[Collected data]
Content starts

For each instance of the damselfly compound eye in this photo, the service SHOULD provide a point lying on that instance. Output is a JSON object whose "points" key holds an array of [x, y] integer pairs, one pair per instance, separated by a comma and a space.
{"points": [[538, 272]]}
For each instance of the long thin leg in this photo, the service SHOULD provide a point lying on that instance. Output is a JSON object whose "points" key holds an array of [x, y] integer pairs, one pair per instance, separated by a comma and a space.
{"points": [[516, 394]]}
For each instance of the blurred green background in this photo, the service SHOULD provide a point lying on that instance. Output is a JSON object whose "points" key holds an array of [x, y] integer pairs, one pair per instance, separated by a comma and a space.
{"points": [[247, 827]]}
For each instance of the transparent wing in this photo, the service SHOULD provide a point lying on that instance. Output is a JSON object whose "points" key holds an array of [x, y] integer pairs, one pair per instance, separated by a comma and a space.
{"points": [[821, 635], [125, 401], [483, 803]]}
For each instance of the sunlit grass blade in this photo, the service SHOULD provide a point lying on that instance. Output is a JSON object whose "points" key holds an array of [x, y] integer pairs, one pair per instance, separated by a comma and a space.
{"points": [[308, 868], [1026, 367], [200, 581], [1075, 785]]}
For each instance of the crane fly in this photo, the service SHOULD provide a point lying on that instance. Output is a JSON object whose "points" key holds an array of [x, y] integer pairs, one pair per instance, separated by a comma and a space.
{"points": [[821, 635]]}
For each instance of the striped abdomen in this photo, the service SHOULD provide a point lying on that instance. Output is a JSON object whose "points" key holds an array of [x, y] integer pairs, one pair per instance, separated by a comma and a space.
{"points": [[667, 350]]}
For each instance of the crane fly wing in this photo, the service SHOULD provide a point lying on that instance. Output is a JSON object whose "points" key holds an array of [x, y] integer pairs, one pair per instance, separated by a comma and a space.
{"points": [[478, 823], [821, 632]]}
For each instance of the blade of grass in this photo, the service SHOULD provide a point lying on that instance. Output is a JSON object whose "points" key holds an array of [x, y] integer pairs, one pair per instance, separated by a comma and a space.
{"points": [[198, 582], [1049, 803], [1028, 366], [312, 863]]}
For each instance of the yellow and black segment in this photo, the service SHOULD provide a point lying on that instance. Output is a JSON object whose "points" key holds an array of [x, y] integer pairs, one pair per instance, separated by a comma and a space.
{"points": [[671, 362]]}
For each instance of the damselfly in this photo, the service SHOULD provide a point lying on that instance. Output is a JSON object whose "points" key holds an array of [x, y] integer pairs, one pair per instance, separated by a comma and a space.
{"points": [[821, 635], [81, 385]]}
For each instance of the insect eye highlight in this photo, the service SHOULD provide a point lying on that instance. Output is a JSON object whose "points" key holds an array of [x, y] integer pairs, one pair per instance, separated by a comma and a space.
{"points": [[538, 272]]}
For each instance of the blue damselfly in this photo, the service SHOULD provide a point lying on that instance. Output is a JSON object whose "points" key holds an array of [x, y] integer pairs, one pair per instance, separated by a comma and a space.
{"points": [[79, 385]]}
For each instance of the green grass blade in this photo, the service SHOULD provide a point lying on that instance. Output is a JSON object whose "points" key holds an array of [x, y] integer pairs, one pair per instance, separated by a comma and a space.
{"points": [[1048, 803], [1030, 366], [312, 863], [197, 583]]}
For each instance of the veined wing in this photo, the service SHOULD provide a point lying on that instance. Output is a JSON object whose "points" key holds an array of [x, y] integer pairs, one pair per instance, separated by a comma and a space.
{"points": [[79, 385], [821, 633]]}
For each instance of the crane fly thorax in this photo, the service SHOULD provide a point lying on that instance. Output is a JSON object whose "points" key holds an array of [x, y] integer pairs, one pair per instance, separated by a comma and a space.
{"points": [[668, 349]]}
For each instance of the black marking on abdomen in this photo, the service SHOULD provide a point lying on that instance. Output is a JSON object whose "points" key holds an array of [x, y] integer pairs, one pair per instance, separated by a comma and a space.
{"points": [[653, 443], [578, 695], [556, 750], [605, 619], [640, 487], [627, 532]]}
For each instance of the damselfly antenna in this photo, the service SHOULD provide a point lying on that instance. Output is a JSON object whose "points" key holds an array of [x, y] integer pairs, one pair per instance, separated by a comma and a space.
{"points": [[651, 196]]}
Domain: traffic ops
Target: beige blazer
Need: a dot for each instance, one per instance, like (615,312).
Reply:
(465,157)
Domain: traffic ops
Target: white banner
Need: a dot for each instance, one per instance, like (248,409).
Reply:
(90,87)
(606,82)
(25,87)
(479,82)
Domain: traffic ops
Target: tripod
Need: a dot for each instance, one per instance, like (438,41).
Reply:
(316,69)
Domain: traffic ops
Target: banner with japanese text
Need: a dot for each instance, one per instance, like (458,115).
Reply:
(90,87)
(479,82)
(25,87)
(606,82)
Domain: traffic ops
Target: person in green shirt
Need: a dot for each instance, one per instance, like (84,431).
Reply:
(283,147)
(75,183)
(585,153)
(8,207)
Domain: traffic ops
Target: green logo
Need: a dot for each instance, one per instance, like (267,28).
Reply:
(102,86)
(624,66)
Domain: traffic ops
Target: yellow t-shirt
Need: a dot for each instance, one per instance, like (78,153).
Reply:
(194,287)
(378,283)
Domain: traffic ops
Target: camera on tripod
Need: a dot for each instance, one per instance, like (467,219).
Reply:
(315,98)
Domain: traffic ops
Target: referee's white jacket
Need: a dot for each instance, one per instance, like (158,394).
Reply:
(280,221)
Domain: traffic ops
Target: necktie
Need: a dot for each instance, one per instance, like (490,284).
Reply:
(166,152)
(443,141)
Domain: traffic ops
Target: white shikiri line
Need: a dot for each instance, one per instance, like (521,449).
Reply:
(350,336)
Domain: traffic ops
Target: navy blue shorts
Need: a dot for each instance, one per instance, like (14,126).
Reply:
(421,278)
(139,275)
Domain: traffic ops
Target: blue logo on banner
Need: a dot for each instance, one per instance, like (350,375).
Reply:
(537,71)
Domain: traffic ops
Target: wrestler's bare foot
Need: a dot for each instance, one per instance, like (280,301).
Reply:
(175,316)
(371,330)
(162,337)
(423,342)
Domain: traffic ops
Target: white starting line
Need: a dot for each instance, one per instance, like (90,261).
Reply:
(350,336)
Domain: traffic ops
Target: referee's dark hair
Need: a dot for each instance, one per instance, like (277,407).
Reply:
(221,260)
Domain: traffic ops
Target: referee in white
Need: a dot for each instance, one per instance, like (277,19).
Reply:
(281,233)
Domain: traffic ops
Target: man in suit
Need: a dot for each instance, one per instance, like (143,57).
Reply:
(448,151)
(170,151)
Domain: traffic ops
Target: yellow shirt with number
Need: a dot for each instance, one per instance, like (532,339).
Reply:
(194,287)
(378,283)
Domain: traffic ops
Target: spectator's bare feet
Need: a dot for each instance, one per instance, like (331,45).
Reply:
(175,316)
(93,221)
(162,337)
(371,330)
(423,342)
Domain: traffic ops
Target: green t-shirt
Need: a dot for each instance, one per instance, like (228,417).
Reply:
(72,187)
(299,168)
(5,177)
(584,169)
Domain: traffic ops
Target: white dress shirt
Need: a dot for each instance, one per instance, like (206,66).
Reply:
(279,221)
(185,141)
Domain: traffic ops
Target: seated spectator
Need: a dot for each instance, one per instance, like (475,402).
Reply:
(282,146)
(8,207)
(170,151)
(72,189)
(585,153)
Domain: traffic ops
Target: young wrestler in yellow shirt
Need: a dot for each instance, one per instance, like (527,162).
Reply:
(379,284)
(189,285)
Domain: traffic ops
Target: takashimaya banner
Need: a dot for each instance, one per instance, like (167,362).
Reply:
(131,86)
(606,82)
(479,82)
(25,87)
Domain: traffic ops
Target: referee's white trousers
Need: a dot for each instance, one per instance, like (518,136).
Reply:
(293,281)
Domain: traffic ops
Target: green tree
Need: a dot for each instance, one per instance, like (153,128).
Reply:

Content ends

▶ **Work required**
Your task is to copy each line of the entries that includes the word "tripod".

▶ **Result**
Target: tripod
Target: camera on tripod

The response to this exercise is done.